**Action item**. Your copy of the listing should match it exactly, only without pictures.

**Information supplied**.

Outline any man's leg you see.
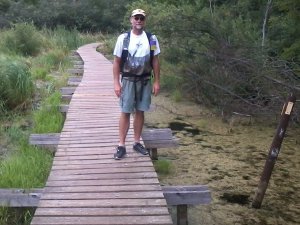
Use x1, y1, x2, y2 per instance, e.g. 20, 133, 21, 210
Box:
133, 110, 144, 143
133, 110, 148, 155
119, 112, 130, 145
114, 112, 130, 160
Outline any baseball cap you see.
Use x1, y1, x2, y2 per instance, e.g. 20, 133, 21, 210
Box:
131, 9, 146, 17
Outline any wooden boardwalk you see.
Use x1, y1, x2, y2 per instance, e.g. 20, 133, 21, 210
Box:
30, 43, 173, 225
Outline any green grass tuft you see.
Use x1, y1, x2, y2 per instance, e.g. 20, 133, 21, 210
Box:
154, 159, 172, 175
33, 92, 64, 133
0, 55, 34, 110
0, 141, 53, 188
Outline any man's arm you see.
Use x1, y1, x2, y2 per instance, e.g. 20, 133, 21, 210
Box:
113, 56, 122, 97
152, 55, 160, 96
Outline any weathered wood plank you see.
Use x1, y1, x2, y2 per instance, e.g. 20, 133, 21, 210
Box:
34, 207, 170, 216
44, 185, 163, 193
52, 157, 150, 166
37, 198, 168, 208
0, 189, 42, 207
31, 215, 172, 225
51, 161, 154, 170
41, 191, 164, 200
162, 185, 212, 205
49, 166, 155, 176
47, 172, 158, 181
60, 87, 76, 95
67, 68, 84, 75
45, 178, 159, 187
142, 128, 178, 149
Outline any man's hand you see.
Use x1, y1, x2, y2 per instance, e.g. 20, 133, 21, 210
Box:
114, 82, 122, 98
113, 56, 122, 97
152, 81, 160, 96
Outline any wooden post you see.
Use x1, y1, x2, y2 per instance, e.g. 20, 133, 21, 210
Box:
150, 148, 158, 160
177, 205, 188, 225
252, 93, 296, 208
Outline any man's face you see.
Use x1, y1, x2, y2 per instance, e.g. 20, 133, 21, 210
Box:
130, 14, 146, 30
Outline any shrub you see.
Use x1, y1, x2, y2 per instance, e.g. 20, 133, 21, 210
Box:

**Response to this exercise**.
Outline any man's leg you see.
Use x1, y1, x2, y2 per instance, e.g. 20, 133, 21, 210
Box:
133, 110, 144, 143
133, 110, 148, 155
119, 112, 130, 145
114, 112, 130, 160
Outline any baseball cap you see.
Use x1, y1, x2, y2 per instance, e.g. 20, 133, 21, 210
Box:
131, 9, 146, 17
Outline any wooden boardwalk you see.
Use x1, y1, x2, y2 per instance, e.g. 20, 133, 21, 210
Box:
30, 43, 173, 225
Outline any green grass tuft you see.
Use x1, y1, x2, y2 per instance, e.g. 20, 133, 21, 210
Box:
154, 159, 172, 175
33, 92, 64, 133
0, 55, 34, 110
0, 141, 53, 188
Outline any man's arm you see.
Use x1, y1, x2, y2 per instance, e.g. 20, 133, 21, 210
Box:
113, 56, 122, 97
152, 55, 160, 96
Outline any weathered wood plank you see.
Use x1, y1, x2, y2 per instance, e.g. 20, 133, 21, 210
Box:
34, 207, 170, 216
44, 185, 163, 193
52, 157, 150, 166
37, 198, 168, 208
0, 189, 42, 207
31, 215, 172, 225
51, 161, 154, 170
41, 191, 164, 200
162, 185, 212, 205
49, 166, 155, 176
47, 172, 158, 181
60, 87, 76, 95
67, 68, 84, 75
45, 178, 159, 187
142, 128, 178, 149
Outline any man's hand you see.
Use x1, y1, x2, y2 per instance, e.g. 20, 133, 21, 210
Box:
114, 82, 122, 98
113, 56, 122, 97
152, 81, 160, 96
Outline any wooden post you see.
Use x1, y1, x2, y2 per instance, e.g. 20, 133, 21, 210
Box:
150, 148, 158, 160
177, 205, 188, 225
252, 93, 296, 208
Outline any man's face you see.
Use x1, y1, x2, y2 per instance, e.g. 20, 133, 21, 210
Box:
130, 14, 146, 30
Outline any shrub you see.
Use x1, y1, x2, y2 per instance, e.g. 20, 133, 21, 210
Box:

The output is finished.